_The problem_. Give back all the data exactly, line by line.

┌──

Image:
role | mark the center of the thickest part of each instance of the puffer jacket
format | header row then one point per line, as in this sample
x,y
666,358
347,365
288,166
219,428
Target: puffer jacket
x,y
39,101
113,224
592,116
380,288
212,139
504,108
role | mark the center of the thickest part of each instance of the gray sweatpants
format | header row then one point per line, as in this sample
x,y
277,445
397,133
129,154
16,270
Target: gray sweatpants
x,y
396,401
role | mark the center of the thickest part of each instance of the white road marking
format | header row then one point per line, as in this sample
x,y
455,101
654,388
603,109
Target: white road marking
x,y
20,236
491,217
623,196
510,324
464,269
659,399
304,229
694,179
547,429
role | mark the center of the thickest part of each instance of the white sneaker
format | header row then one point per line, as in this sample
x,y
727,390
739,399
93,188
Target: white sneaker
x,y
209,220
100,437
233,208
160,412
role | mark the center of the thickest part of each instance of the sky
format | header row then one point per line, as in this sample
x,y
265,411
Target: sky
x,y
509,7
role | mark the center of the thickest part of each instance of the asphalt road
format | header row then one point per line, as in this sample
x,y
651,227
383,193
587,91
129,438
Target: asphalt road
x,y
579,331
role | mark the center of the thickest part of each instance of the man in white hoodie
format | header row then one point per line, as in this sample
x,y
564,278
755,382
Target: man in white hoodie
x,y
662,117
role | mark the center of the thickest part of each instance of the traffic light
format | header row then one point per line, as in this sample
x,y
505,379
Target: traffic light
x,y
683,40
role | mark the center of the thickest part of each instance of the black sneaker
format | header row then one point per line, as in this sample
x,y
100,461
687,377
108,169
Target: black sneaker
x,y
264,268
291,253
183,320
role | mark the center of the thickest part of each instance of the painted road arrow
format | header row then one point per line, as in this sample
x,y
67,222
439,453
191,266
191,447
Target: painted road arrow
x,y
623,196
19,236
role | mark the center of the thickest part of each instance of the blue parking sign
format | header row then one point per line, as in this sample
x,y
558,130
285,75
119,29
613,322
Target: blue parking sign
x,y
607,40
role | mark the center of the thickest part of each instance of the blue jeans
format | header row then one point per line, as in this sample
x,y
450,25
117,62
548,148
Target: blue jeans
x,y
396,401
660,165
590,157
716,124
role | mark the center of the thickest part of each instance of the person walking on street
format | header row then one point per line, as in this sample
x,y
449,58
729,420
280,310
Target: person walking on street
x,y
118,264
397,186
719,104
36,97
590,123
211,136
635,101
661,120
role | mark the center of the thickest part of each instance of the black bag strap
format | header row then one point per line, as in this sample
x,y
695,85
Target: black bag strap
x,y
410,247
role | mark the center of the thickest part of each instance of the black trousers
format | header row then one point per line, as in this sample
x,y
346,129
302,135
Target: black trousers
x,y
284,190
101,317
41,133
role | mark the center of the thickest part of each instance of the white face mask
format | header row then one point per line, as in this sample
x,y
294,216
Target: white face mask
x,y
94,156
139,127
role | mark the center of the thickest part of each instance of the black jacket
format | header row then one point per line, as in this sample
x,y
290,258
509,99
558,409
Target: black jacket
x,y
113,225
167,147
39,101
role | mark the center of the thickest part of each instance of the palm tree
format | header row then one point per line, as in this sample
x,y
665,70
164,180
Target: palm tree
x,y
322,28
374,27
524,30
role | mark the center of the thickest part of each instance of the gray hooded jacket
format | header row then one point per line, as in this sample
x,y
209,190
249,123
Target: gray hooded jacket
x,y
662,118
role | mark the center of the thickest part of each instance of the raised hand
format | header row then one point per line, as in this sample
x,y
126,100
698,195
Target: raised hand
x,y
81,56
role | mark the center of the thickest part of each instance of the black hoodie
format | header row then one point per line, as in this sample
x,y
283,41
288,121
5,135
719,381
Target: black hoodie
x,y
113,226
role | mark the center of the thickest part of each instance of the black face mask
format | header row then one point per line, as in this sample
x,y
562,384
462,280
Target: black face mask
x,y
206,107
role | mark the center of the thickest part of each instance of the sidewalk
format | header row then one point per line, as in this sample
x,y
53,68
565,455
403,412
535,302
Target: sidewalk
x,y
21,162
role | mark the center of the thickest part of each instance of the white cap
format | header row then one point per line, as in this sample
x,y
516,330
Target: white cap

└──

_Task answer_.
Image:
role | mark the center of the thickest part of each instance of the puffer jacket
format | header row then one point per line, as in this sample
x,y
666,358
347,365
288,166
219,428
Target: puffer jacket
x,y
39,101
113,224
592,116
380,288
212,139
504,108
role | mark the center of the thickest part of each instance of the gray sweatpants
format | header row then one point per line, as in this sample
x,y
277,445
397,133
129,154
16,270
Target: gray sweatpants
x,y
396,401
role | mark the center of the thickest part of each instance of the white road marking
format | header row then one point per line, as in this sample
x,y
455,101
654,388
603,109
Target: white road marking
x,y
20,236
491,217
623,196
510,324
464,269
659,399
304,229
694,179
547,429
role | mark the center of the thickest part of each instance of the white sneaker
format | header row then one point per line, as in this sample
x,y
727,390
739,399
93,188
Target: white sneaker
x,y
209,220
100,437
233,208
160,412
role | mark the center of the thickest part of each instance of the sky
format | header row then one point per line, as in this sample
x,y
265,411
Target: sky
x,y
509,7
role | mark the center of the thickest part of each instance of the asphalt road
format | header row then one point per line, as in this sample
x,y
651,227
383,193
587,91
129,438
Target: asphalt road
x,y
579,331
role | mark the center of the thickest part of each instance of the man in white hoodie
format | header row then one point per line, as in this sample
x,y
564,278
755,382
Target: man in white hoodie
x,y
662,117
role | mark the center of the thickest part of each instance of the traffic light
format | header row then one point per line, as in this sample
x,y
505,379
Target: traffic light
x,y
683,40
role | mark the center of the thickest part of each instance of the black sneaker
format | header row then one point per line, as in this sample
x,y
100,461
687,377
108,169
Target: black sneaker
x,y
264,268
291,253
183,320
role | mark the center of the thickest part of each instance of the painted road arrow
format | header row then one point per line, as in this sample
x,y
67,222
439,453
191,266
191,447
Target: painted road arrow
x,y
623,196
19,236
role | mark the center of the thickest part of each instance of the blue parking sign
format | header row then one point per line, as in this sample
x,y
558,130
285,75
119,29
613,322
Target: blue parking sign
x,y
607,40
role | mark the center of the thickest part of each instance of the blue jeans
format | header row then one point per line, as in this sample
x,y
450,25
117,62
548,148
Target: blue jeans
x,y
396,401
660,165
590,157
716,124
role | mark the center of the thickest part of each instance of the person walking on street
format | header row then one point per line, as in this sample
x,y
449,58
729,420
280,310
Target: person walking on street
x,y
118,264
397,186
719,104
36,97
590,123
211,136
635,101
661,120
role | mark the center of the thickest part of each instance of the black bag strap
format | header row then one point per line, as in this sample
x,y
695,85
Target: black bag strap
x,y
410,247
role | mark the center of the thickest part of each instance of the black trousers
format | header row then one point per line, as in this sample
x,y
346,129
302,135
Target: black trousers
x,y
284,190
101,317
41,133
role | mark the center of the thickest part of each instance of the white face mask
format | header row then one point per line, as in this sample
x,y
294,216
Target: white face mask
x,y
94,156
139,127
role | mark the center of the thickest part of each instance of the black jacket
format | header row then one point per line, as in this sample
x,y
290,258
509,99
558,409
Target: black jacket
x,y
113,225
167,147
39,101
role | mark the center of the thickest part of each instance of the palm tree
format | header row then one point per line, as in this sample
x,y
665,70
164,180
Target: palm tree
x,y
322,28
374,27
524,30
role | mark the center of the thickest part of each instance of the gray hooded jacket
format | header row then one point per line, as in this sample
x,y
209,190
249,123
Target: gray hooded jacket
x,y
662,118
role | mark the center of the thickest part of each instance of the raised hand
format | header row then one point per line, as in this sample
x,y
126,100
698,195
Target: raised hand
x,y
81,56
role | mark the center of the thickest part of each instance of the black hoodie
format | header row then one point per line, as in this sample
x,y
283,41
288,121
5,135
719,381
Target: black hoodie
x,y
113,226
role | mark the center of the thickest part of each instance of the black face mask
format | header row then one point per line, as in this sample
x,y
562,384
462,280
Target: black face mask
x,y
206,107
role | mark the center of the thickest part of each instance of the sidewalk
format | header row then one point per line, as in this sample
x,y
53,68
565,455
403,412
535,302
Target: sidewalk
x,y
21,162
role | mark the center of the thickest part of each instance of the white cap
format | header row then one point per line, as in this sample
x,y
516,330
Target: white cap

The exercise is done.